> Paginafragment:
┏━━
Ik haalde mijn schouders op.
Rina glimlachte. ‘Ze heet Ninn.’
Ik knikte, ‘Mooie naam.

Re: lykon

Geplaatst: 30 apr 2012 20:47
door Little_Miss_Perfect
Het stuk met de pijl en boog en de vogels deed me een beetje denken aan The Hunger Games. :3 Ik ga het tweede hoofdstuk morgen lezen. ;DD Ik vind het wel heel leuk. ;D Je hoeft trouwens niet áltijd als een nieuwe spreker een beurt krijgt op enter te drukken, hè. Ik zie hier dat laatste stukje...

Mijn mond viel open, ik hapte naar adem.
┗━━
> Getoonde gegevens:
┏━━
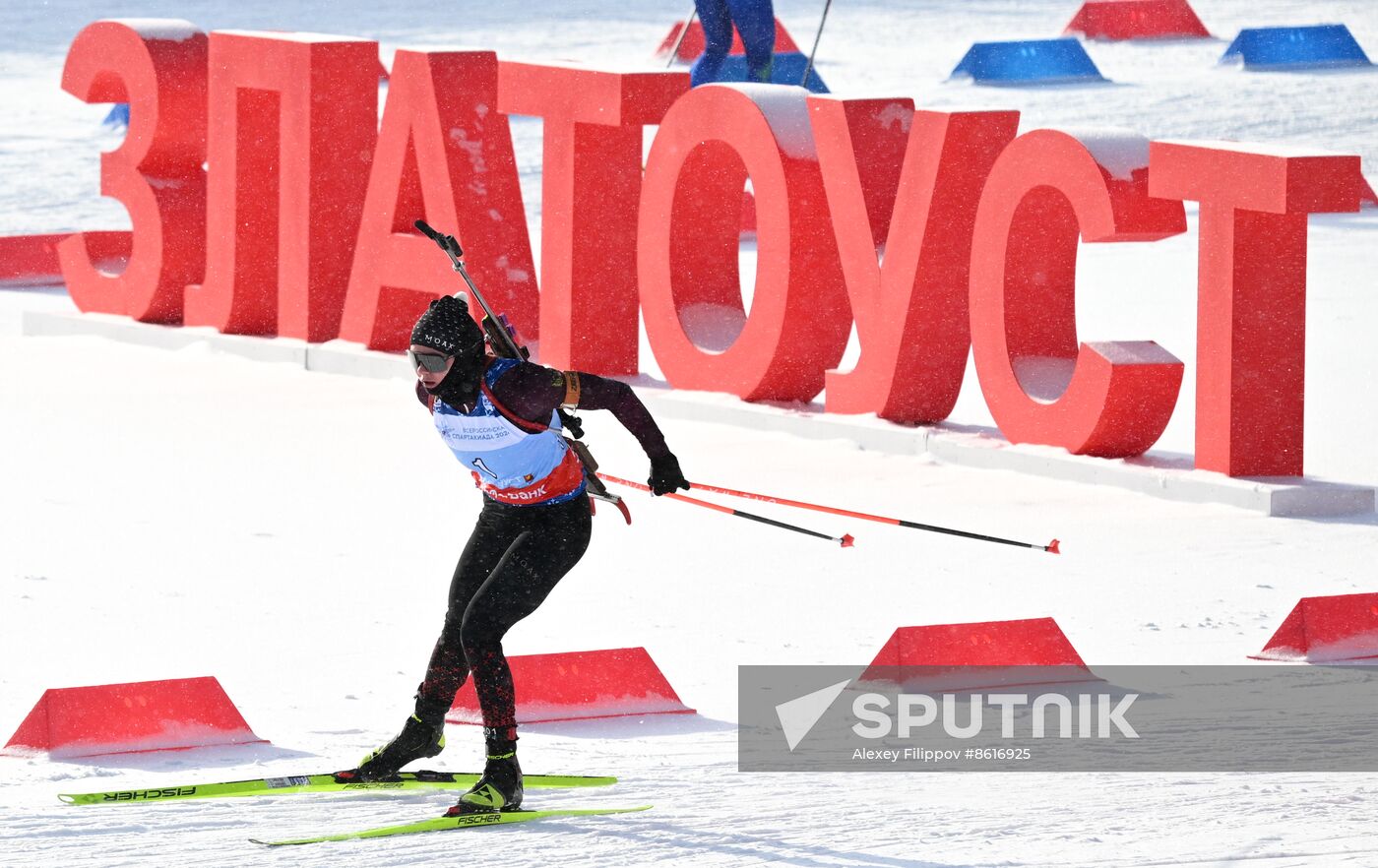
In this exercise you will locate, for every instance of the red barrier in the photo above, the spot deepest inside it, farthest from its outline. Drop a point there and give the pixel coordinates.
┗━━
> Uit te voeren taken:
1: Neem uit het forumfragment het stuk over dat begint met de woorden "Geplaatst: 30 apr" en eindigt met "hapte naar adem.". Vervang daarin "morgen" door "vanavond".
2: Vat het forumfragment samen in twee zinnen.
3: Beantwoord deze vragen over het forumfragment, elk op een eigen regel:
(a) Wat doet de ik-verteller in de eerste zin?
(b) Op welke datum en om welk tijdstip is de reactie geplaatst?
(c) Welk hoofdstuk wil Little_Miss_Perfect morgen lezen?

> Antwoorden per taak:
1:
Geplaatst: 30 apr 2012 20:47
door Little_Miss_Perfect
Het stuk met de pijl en boog en de vogels deed me een beetje denken aan The Hunger Games. :3 Ik ga het tweede hoofdstuk vanavond lezen. ;DD Ik vind het wel heel leuk. ;D Je hoeft trouwens niet áltijd als een nieuwe spreker een beurt krijgt op enter te drukken, hè. Ik zie hier dat laatste stukje...

Mijn mond viel open, ik hapte naar adem.

2: In het verhaalgedeelte noemt Rina de naam Ninn, en de ik-verteller vindt dat een mooie naam. In een reactie van 30 april 2012 schrijft Little_Miss_Perfect dat het stuk met de pijl en boog en de vogels een beetje aan The Hunger Games deed denken, dat het tweede hoofdstuk morgen aan de beurt is en dat er niet altijd bij een nieuwe spreker op enter gedrukt hoeft te worden.

3:
(a) De ik-verteller haalt de schouders op.
(b) Op 30 april 2012 om 20:47.
(c) Het tweede hoofdstuk.